Exercise goal> Could you pull out every line in the entries below that contains the word "Each"? Case counts, so a match has to have the same capitalization.
___ Supplied data ___
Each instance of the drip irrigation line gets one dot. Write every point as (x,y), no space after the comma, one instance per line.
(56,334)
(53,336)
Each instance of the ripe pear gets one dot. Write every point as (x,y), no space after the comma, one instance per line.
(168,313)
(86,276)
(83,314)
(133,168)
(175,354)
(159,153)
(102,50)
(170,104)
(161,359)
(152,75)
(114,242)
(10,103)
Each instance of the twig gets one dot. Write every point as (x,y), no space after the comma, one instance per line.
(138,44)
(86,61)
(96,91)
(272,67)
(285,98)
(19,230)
___
___ Supplied data ___
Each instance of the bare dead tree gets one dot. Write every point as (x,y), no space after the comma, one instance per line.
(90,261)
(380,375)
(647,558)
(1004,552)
___
Answer in full>
Each instance of the drip irrigation line gets one dot. Write every point as (x,y), no space after the comma, one instance per line.
Each instance of the ripe pear gets one dot. Write every point as (x,y), no space after the comma, one instance per line.
Each instance of the twig gets one dot. Write every point as (x,y), no space after the comma, one instance per line.
Each instance of the bare dead tree gets one dot. Write every point as (x,y), no space after the comma, one instance per line.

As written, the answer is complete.